What the exercise asks: Output these records as a two-column CSV with the columns "request" and "points", one row per record. Put the record's text and its answer each in one quoted field, replace line breaks with spaces, and leave out the pictures.

Data records:
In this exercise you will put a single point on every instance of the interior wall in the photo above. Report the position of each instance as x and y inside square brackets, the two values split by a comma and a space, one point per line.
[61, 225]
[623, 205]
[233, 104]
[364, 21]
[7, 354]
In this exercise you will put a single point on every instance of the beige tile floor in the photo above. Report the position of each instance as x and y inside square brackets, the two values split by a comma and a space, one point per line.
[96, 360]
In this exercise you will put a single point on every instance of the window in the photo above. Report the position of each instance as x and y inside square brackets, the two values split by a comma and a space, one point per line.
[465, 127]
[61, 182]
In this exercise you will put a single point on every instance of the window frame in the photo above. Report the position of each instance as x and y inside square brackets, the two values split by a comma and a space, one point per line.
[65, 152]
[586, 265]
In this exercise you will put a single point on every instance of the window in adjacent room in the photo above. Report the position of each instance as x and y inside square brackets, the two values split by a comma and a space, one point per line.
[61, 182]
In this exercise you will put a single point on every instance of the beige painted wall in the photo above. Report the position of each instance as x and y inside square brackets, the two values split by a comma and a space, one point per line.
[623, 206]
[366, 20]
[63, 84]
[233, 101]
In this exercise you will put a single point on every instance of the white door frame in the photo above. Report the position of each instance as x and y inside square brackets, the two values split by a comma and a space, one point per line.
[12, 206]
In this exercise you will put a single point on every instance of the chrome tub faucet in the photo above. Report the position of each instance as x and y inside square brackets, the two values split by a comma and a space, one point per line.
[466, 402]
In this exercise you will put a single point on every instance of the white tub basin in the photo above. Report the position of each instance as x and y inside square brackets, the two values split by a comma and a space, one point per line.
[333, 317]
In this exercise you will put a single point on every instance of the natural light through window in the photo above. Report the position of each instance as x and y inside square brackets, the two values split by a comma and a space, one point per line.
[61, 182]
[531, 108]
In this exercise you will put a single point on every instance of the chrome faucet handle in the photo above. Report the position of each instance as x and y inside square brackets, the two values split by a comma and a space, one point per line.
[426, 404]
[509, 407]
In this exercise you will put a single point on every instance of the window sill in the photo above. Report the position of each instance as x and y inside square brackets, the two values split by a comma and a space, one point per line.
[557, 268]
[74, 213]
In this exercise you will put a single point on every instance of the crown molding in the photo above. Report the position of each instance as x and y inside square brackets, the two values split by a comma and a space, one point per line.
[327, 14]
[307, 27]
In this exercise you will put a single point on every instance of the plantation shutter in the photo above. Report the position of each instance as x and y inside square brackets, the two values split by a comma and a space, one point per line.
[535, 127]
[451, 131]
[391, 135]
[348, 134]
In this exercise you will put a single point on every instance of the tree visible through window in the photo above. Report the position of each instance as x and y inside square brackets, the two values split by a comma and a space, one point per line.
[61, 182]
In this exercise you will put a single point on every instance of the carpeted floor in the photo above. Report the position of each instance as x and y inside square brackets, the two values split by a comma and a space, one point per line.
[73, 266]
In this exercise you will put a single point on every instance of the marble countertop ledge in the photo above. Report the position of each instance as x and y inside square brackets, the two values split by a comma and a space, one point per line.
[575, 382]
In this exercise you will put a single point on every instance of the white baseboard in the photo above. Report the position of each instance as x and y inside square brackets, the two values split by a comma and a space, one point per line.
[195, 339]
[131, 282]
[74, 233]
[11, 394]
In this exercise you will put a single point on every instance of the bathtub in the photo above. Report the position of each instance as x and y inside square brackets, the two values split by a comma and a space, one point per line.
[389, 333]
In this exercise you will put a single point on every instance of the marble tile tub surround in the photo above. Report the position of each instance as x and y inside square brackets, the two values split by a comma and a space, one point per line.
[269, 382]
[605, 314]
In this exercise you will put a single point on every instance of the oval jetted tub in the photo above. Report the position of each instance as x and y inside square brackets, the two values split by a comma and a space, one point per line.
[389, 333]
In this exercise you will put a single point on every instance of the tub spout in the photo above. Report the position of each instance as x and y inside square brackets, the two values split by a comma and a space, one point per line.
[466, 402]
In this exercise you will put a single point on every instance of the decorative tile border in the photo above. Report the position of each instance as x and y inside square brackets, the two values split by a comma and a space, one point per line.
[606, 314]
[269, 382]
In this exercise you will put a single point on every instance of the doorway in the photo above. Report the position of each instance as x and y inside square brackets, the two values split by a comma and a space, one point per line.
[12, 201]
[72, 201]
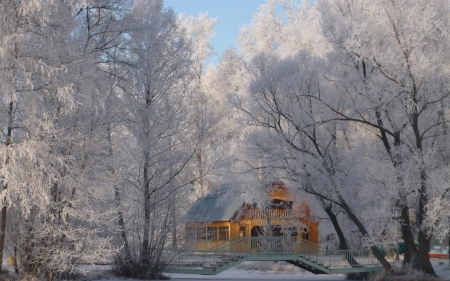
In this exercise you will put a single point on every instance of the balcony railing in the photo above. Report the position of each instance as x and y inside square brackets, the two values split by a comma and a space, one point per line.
[274, 214]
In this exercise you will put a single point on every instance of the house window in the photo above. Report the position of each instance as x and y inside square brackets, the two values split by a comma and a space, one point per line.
[212, 233]
[191, 234]
[201, 233]
[305, 234]
[224, 233]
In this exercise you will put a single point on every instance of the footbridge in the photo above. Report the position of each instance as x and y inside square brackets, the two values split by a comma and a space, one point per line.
[293, 250]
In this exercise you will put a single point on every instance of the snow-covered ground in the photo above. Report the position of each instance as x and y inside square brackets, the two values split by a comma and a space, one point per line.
[264, 271]
[247, 271]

Answer to this task:
request,points
"In this exercise you will put a single point on every instance of the interior wall in the photo above. Report the position of each instance as x and y inside square brackets, the two values split by a comma and a space, one point per line.","[61, 225] [623, 205] [233, 104] [364, 21] [7, 354]"
"In this exercise you will put a single point on every instance of the beige tile floor in the photo above. Report the position of each instance as x and y inside square brackets, the two values split by a comma and a space, one point per line.","[96, 360]"
"In this exercise you will put a single point on every instance of the window in the photo above. Report the position of each instance as x and y inside square brackets, the two values split by a comma and a space, one point per line.","[465, 127] [61, 182]"
"In this exercise you will put a single point on every instance of the window frame in the photo above. Report the position of each instance as x and y inside square brackets, the two values split by a comma and a space, one point per line.","[65, 152] [586, 265]"
"In this exercise you will put a single point on every instance of the window in adjacent room in the photo above. Report the position of each instance as x and y inside square brackets, the two values split by a comma and a space, one point per line.","[61, 182]"
"In this exercise you will put a single point on every instance of the beige painted wall in the photo above. Report the position of each instance as x and y inside square brackets, the two values split by a comma and a space, one point per line.","[623, 206] [366, 20] [63, 84] [233, 101]"
"In this exercise you will put a single point on every instance of the white door frame in the photo above. Report the position of each instance as x and y inside square brackets, the two values split by a comma and a space, one point per line.","[12, 206]"
"In this exercise you will put a single point on every instance of the chrome tub faucet in the photo above. Report the position of each instance as x and y inside square brackets, the two values split by a comma and a space, one point per line.","[466, 402]"
"In this exercise you will put a single point on every instance of the white tub basin in the photo above. Report the position of each instance as x and y inside square brackets, the two values split by a comma and a space, one point per line.","[333, 317]"
"In this exercise you will put a single point on every instance of the natural light through window in the photo above. Report the position of each instance as x and y inside square brackets, the two values split by a comma and a space, one point per line.","[61, 182] [531, 108]"
"In this exercise you will put a single point on every instance of the chrome faucet handle in the photo above. Report the position of each instance as x and y inside square brackets, the two values split by a comma and a space, one point per line.","[426, 404] [509, 407]"
"In this exercise you will put a single point on every instance of the window sill in the photo above. Report the position of each instance as x and y inside square brackets, the two values split by a comma and a space, one point per line.","[557, 268] [74, 213]"
"In this exercise you will put a single point on every instance of the crown molding in the photo above. Report the position of each instance as x and y inside square brackets, the two values split by a comma and a space, one point per line.","[327, 14] [307, 27]"
"In this exercise you will put a single point on every instance of the plantation shutter in the photo above. Report the position of each instance as x and y inside square brackets, the two values split by a comma and a space, one point per line.","[535, 127] [451, 131] [391, 135] [348, 134]"
"In this exercise you will put a single point on every instance of the tree visible through window in the photo above. Report the position of each instance as x and y inside square brackets, the two values split by a comma and a space, one point per line.","[61, 182]"
"In this exercise you will put a single point on every instance of the carpeted floor in the photo above. Report the position of each instance as x and y inside square brackets, the two values split by a comma and a space, one point per line.","[73, 266]"
"In this exercise you will put a single point on every instance of the marble countertop ledge in the photo above. Report the position of each instance as x and y inside square brackets, the two values split by a comma and a space, one point per line.","[575, 382]"
"In this exercise you will put a single point on every instance of the white baseboard in the photo above. Report the position of each instance as x and y inside square brackets, the two values split by a comma and a space, one point per line.","[195, 339] [131, 282] [74, 233] [11, 394]"
"In this exercise you will put a single point on every instance of the bathtub in the photo above. Report the position of each instance as x and y inside square brackets, the two values split by a comma and a space, one point per line.","[389, 333]"
"In this exercise you will put a single point on every instance of the marble tile tub surround in the photo above. Report the position of each instance as x and y inside square brackets, the two values split by a comma and a space, one point per line.","[269, 382] [605, 314]"
"In this exercise you will put a single point on every instance of the oval jetted tub in the photo above. Report the position of each instance as x and y inside square brackets, the two values split by a comma and a space, one point per line.","[389, 333]"
"In this exercise you will put a single point on every instance of the tub spout in the photo above. Report the position of each instance as x and y inside square brackets, the two values split by a comma and a space, one point per line.","[466, 402]"
"In this exercise you will put a single point on every instance of the decorative tile border in the photo above. Report the position of each instance as x and y inside square brackets, the two values split by a comma and a space, one point per line.","[606, 314] [269, 382]"
"In this exercise you will put a single point on every instance of the doorway in the photo above. Report the position of each instance as x and y inside square brackets, the two values split by a comma and a space, one point per line.","[12, 201] [72, 201]"
"In this exercise you will put a single point on every instance of the balcony railing in the photo above. Report the position of each instance as x and y inside square brackets, the two values split by a comma and a space, one point per line.","[274, 214]"
"In this exercise you will put a single point on every instance of the house window in the photo above. Report the position of each instance as x and y inside square brackets, the two values split by a comma and a space, one point per line.","[212, 233] [191, 234] [201, 233] [305, 234] [224, 233]"
"In this exercise you will put a single point on every instance of the footbridge in the photo above. Report the position of each instance as x and y inside square brackets, the two values split by a comma and a space, one point per line.","[293, 250]"
"In this exercise you will put a single point on every instance of the snow-covered ground in the photo above. Report the position of each instance as x and y inside square brackets, the two values split by a comma and a space, one point per line.","[264, 271] [247, 271]"